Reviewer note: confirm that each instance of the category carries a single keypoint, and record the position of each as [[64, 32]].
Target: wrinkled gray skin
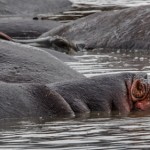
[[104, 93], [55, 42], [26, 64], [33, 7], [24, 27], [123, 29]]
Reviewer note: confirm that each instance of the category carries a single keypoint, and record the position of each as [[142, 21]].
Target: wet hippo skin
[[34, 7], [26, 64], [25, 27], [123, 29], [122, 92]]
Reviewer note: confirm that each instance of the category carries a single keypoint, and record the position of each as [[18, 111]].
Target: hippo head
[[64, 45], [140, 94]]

──────

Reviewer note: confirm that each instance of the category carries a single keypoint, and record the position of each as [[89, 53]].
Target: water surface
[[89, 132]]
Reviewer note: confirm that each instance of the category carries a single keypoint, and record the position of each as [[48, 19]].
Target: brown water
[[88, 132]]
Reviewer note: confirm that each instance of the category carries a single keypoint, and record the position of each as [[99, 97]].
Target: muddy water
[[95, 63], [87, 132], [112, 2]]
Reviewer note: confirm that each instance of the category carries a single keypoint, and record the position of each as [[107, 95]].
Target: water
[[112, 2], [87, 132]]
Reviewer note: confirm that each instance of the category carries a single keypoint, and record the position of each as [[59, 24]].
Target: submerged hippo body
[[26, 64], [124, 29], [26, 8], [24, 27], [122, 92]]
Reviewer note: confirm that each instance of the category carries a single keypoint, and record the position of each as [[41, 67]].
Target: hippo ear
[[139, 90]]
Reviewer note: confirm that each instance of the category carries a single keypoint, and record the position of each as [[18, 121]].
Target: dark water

──────

INSTRUCTIONS FOR THE TASK:
Rewrite the records starting at the line containing "as [[89, 53]]." and ending at the line containing "[[88, 132]]", including the requests. Shift every point coordinate in the answers up by 26, leaving the coordinates in the requests unchanged.

SOLUTION TO THIS TASK:
Reviewer note: confirm that each instance of the category carries a single keypoint, and record the position of each as [[89, 53]].
Target: water surface
[[115, 158]]
Reviewer note: confirm that each instance of the category carries a single keypoint, and record the position of each as [[48, 19]].
Target: brown water
[[114, 158]]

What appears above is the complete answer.